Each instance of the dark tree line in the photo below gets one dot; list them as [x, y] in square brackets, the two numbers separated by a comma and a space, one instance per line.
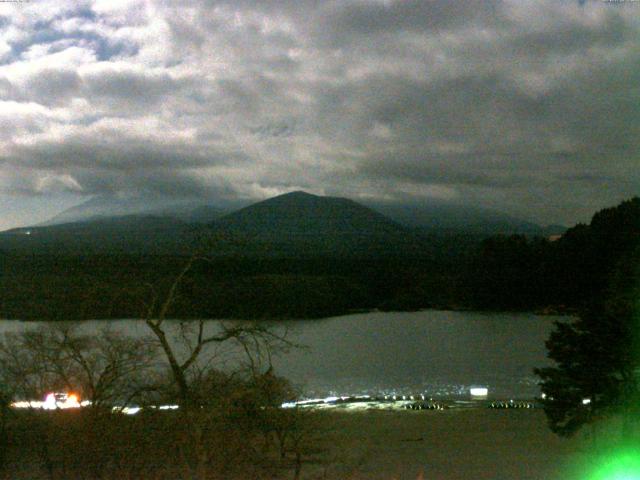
[515, 273]
[597, 357]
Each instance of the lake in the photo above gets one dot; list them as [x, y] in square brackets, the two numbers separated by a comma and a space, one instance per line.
[437, 353]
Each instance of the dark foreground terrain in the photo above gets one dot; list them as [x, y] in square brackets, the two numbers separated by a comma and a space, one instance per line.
[447, 445]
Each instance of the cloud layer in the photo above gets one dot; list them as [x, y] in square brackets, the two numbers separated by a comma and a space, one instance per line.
[529, 107]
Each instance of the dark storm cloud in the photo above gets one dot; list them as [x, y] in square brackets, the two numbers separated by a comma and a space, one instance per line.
[525, 106]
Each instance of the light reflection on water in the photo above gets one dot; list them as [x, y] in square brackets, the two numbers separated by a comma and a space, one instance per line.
[438, 353]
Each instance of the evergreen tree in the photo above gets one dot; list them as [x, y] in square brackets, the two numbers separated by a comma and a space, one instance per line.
[597, 372]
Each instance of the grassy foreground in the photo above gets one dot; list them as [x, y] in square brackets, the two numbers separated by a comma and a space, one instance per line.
[447, 445]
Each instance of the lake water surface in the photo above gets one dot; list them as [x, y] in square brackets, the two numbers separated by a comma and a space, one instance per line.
[438, 353]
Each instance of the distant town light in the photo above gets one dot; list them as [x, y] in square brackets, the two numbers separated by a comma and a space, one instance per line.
[479, 391]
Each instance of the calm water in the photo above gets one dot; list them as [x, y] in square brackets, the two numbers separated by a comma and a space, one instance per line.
[434, 352]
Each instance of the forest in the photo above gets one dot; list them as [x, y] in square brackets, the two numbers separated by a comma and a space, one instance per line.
[498, 273]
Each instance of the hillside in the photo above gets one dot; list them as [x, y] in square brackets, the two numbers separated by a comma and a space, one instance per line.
[299, 223]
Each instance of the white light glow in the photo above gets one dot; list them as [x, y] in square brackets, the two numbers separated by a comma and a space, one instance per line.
[479, 391]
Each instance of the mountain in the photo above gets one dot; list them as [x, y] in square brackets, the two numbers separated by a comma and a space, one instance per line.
[126, 234]
[440, 217]
[300, 223]
[301, 213]
[105, 206]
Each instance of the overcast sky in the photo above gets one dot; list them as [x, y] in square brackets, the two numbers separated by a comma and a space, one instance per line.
[528, 107]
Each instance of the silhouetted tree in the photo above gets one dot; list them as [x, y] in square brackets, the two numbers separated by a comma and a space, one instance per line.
[597, 372]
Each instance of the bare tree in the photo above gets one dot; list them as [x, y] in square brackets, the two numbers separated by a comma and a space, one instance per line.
[185, 349]
[102, 367]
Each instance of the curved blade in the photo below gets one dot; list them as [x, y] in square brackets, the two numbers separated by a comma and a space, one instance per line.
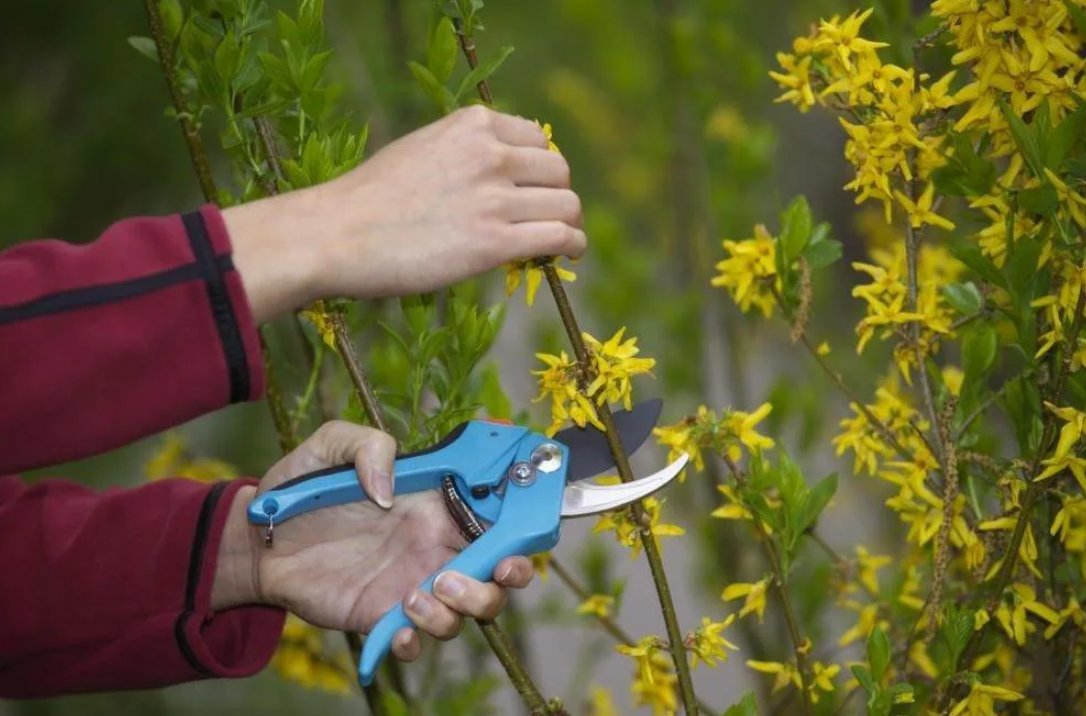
[589, 499]
[589, 453]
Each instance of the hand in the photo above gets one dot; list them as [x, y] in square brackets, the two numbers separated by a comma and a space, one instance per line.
[343, 567]
[451, 200]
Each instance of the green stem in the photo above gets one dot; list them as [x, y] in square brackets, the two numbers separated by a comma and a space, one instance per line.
[782, 589]
[202, 165]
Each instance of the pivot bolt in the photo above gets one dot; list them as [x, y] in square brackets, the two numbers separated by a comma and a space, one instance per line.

◆ ◆ ◆ ◆ ◆ ◆ ◆

* **КОРОТКАЯ ЗАДАЧА**
Перепишите весь список от строки с «Each instance of the green» до самого конца включительно, вместе с запросами. Каждое число в координатах ответов увеличьте на 60.

* **ОТВЕТ К ЗАДАЧЕ**
Each instance of the green stem in the photo above gets one dot; list them as [x, y] in square brackets, the two numbers separated by a comma and a space, one instance per line.
[842, 649]
[262, 225]
Each instance of the pivot bolt in the photo above gets one dot; list them as [x, y] in square brackets, the two numbers separated by a comma and a space, one instance per line.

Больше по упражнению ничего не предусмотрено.